■ Отрывок для чтения ■
________________________________________

Музыку спектакля к этому моменту я успел и сочинить и записать в оркестре, но «вставить» в действие еще не успел. Так как на сцене одним из действующих персонажей был органист, а денег на запись органа у театра не было, я подобрал, по мере необходимости, несколько фрагментов из Kunst der Fuge [5] – одного из самых удивительных и совершенных творений Баха; со сцены они уже звучали.
В фойе перед началом прогона Борис Иванович, увидев меня, радостно приободрился и заявил:
– Ну что, опять небось написал эту свою муть без мелодии? – И он нарисовал руками в воздухе несколько кренделей.
Я ответил:
– Не знаю, не знаю, Борис Иванович. Вам виднее.
По случаю просмотра «дела» главным режиссером в зале сидела большая часть труппы, не занятая в спектакле.
Прогон начался, продолжился и закончился.
В зрительный зал дали дежурный свет. Актеры спустились со сцены, и все приготовились слушать. Я сидел ряду в двенадцатом, Борис Иванович – ряду в шестом, чуть наискосок от меня.
– Да… да… – начал Равенских. – Пьеса у нас трудная, глубокая, философская… Это вам не как у Фиша: «Ух ты, ах ты, все мы космонавты». Тут думать надо. Пьеса сложная… философская… Надо нести мысль! А как ее нести, если на сцене у нас темнота – артисты копошатся, как дикари в пещере! Надо их осветить, именно осветить!
Немного подождав для большего эффекта, он неожиданно развернулся всем корпусом назад и, закидывая руку за спинки кресел, прогремел в мою сторону:
– Но музыка! Это черт знает что! Орган ревет!! Никакой мелодии!!
Поняв, что наступил мой миг, я, перебивая Равенских, выпалил:
– Стоп! Стоп! Минуточку!

________________________________________

■ Задания ■
a: Перепишите без изменений фрагмент из отрывка о прогоне спектакля, начиная со слов «В фойе перед» и до слов «воздухе несколько кренделей.» включительно.
b: Какое произведение послужило источником фрагментов, звучавших со сцены вместо записи органа, согласно отрывку о прогоне спектакля?
c: Продолжите отрывок о прогоне спектакля с того места, где он заканчивается.

■ Исходные данные ■
________________________________________

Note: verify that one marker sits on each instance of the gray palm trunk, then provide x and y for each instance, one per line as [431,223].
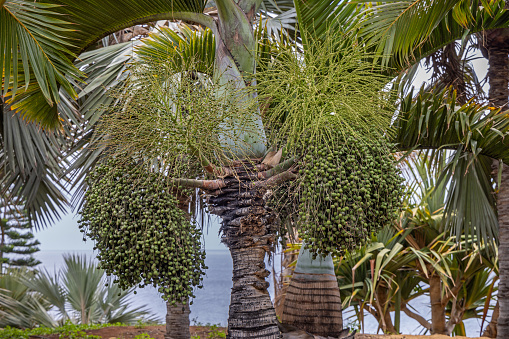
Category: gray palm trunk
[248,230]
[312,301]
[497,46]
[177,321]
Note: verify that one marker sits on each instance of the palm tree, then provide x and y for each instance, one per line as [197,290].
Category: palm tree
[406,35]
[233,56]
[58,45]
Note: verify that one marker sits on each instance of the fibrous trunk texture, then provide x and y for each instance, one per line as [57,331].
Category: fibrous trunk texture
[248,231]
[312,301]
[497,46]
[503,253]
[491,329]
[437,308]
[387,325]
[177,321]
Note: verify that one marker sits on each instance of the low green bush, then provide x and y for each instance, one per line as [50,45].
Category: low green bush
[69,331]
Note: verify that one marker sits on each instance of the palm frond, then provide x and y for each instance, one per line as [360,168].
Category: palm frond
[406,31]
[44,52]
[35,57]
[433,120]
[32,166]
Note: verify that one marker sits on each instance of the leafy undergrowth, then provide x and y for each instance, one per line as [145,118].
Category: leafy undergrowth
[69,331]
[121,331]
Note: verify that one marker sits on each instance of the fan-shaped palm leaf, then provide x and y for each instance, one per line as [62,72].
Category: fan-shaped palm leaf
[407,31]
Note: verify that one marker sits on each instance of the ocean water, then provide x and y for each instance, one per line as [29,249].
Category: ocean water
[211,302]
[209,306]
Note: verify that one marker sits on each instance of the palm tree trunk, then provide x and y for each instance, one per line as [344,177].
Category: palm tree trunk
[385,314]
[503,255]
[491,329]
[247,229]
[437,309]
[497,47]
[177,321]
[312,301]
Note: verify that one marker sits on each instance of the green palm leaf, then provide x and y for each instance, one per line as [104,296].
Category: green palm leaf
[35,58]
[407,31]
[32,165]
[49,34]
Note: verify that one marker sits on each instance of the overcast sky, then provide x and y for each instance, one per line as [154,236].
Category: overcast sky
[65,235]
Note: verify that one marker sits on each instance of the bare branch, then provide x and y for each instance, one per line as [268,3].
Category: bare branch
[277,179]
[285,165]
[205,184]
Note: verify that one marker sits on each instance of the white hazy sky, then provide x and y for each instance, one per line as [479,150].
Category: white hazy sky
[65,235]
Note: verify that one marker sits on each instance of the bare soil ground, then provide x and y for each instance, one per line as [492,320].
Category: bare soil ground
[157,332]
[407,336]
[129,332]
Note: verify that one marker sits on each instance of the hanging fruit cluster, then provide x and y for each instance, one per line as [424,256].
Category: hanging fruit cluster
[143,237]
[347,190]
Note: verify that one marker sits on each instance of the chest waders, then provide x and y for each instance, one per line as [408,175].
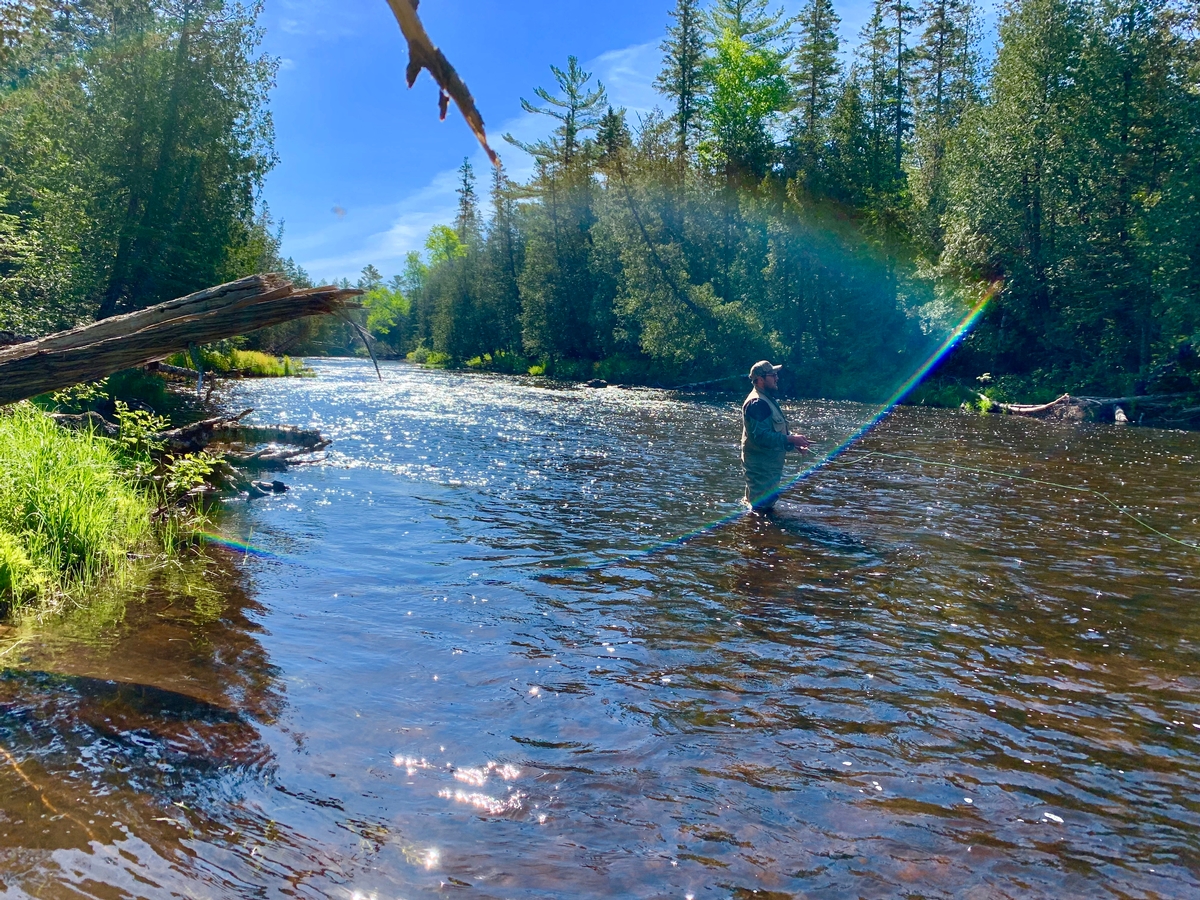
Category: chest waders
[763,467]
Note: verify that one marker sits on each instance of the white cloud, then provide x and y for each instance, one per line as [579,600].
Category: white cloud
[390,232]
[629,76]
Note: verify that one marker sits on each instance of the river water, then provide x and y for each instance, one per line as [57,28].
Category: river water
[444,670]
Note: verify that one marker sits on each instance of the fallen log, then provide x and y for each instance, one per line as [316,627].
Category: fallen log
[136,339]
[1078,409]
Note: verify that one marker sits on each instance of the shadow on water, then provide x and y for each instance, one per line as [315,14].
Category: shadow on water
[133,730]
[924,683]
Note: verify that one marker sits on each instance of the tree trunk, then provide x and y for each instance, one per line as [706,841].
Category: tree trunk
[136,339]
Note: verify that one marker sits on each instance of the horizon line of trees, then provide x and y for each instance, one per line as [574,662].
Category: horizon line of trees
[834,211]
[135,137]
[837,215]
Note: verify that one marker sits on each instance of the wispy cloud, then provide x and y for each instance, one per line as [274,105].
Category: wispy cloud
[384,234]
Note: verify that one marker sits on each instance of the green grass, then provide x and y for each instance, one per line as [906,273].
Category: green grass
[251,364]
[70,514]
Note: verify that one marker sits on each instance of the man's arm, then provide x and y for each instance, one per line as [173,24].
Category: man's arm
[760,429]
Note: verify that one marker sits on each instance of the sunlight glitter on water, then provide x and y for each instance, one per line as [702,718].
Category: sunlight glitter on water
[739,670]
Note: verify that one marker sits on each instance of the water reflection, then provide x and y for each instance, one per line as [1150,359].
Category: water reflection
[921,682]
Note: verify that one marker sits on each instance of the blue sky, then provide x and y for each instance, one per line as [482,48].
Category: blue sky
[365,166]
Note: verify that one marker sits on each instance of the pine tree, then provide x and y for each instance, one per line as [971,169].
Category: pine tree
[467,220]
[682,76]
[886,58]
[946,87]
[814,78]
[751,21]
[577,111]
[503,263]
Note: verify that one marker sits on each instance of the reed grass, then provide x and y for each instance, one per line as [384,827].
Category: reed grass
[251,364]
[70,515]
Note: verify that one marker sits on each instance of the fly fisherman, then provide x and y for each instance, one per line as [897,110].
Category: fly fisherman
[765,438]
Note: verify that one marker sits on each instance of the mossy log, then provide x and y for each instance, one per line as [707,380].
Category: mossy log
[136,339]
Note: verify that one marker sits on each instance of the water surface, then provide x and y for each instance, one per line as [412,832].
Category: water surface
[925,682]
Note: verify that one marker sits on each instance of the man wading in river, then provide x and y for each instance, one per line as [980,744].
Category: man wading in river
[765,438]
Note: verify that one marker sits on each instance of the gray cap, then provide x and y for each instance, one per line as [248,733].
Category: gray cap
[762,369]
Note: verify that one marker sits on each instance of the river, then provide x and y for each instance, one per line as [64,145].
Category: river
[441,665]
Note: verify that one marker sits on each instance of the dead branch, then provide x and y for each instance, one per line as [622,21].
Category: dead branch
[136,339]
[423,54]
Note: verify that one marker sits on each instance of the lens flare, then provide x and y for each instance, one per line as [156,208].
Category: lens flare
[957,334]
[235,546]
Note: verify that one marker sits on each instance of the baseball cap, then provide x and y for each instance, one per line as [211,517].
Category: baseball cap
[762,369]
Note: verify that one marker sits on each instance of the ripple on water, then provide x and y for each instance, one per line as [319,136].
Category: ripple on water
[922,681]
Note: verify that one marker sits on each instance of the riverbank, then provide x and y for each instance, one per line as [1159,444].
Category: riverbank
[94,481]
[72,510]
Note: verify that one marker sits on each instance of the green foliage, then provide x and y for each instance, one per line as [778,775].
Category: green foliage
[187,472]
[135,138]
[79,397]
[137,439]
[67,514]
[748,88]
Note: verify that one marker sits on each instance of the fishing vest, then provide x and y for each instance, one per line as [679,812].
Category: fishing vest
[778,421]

________________________________________

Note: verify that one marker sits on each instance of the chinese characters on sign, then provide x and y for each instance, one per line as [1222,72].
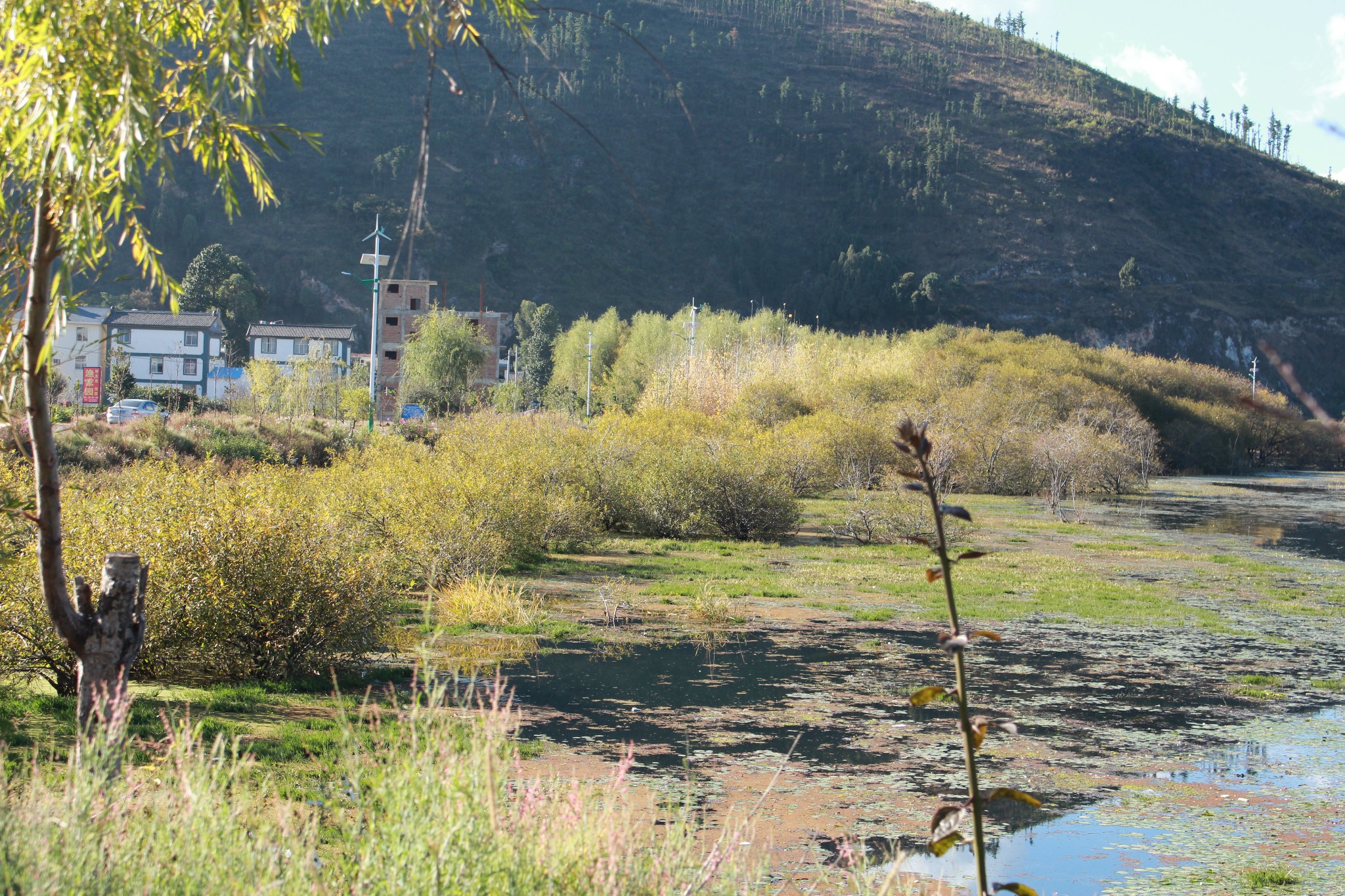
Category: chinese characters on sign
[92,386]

________________________________________

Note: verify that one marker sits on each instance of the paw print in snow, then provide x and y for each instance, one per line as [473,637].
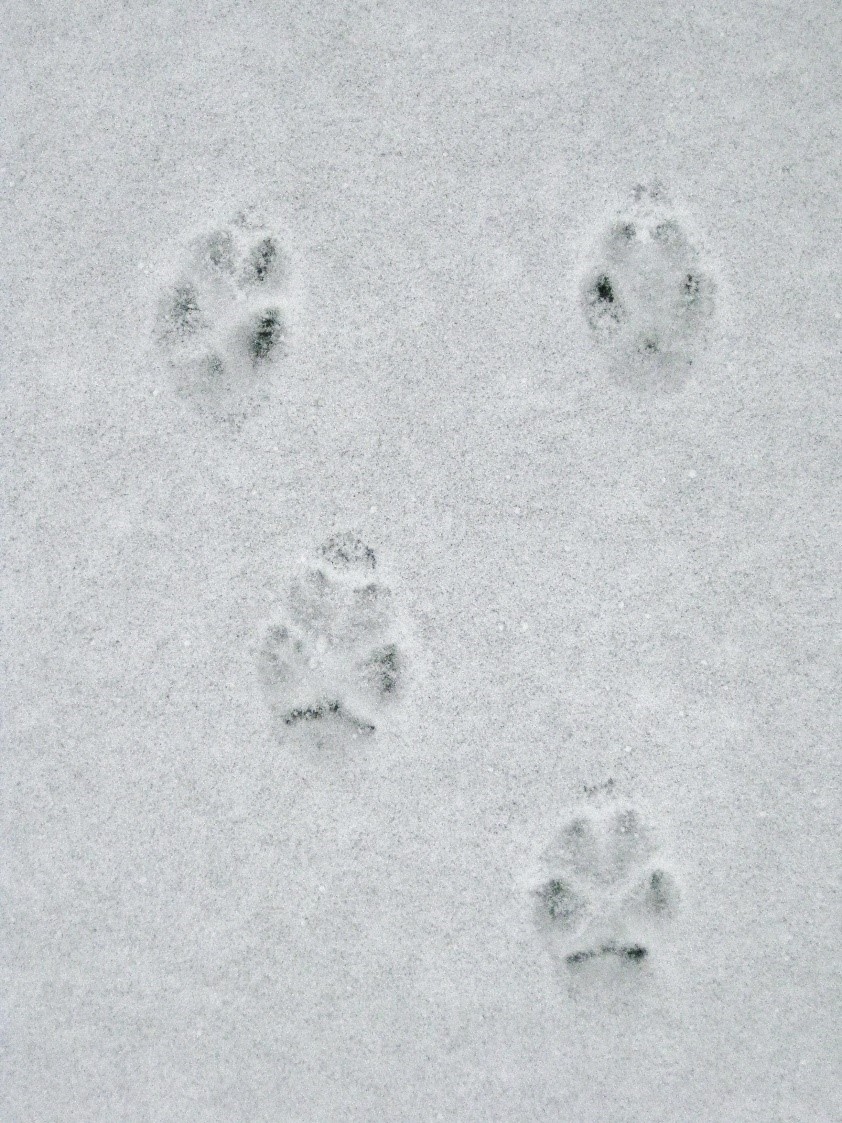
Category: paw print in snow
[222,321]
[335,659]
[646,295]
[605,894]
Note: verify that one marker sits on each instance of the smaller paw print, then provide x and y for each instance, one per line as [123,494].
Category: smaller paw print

________________________________________

■ Ответы к заданиям ■
a:
В фойе перед началом прогона Борис Иванович, увидев меня, радостно приободрился и заявил:
– Ну что, опять небось написал эту свою муть без мелодии? – И он нарисовал руками в воздухе несколько кренделей.

b: Kunst der Fuge Баха.

c:
– Что такое?! – Борис Иванович опешил от такой бесцеремонности и даже слегка побледнел.
– Борис Иванович, – произнес я очень громко и раздельно, – должен вам официально заявить: в том, что вы сейчас слушали, ни одной моей ноты не было!
– Как не было? – испуганно спросил Равенских.
– Так, не было! – ликовал я.
– А что же это? – тихо спросил он.
– Э-то Бах!!
Наступила звенящая тишина. Труппа замерла. Борис Иванович несколько уменьшился в размерах.
– Как… Бах? – еще тише спросил он.
– Так… Бах!!!
Тишина стала гробовой. После мучительной паузы совсем тихо и жалко прозвучал вопрос:
– А что же теперь делать?! – вопрос был обращен ко всему миру, но Вселенная безмолвствовала. Обсуждение было смято, и, сказав несколько малозначащих слов, Борис Иванович распустил собрание.
Я заметил, когда шел к выходу из зала, что Равенских внимательно проследил за тем, в какую дверь я выйду, и сам, на всякий случай, вышел через противоположную.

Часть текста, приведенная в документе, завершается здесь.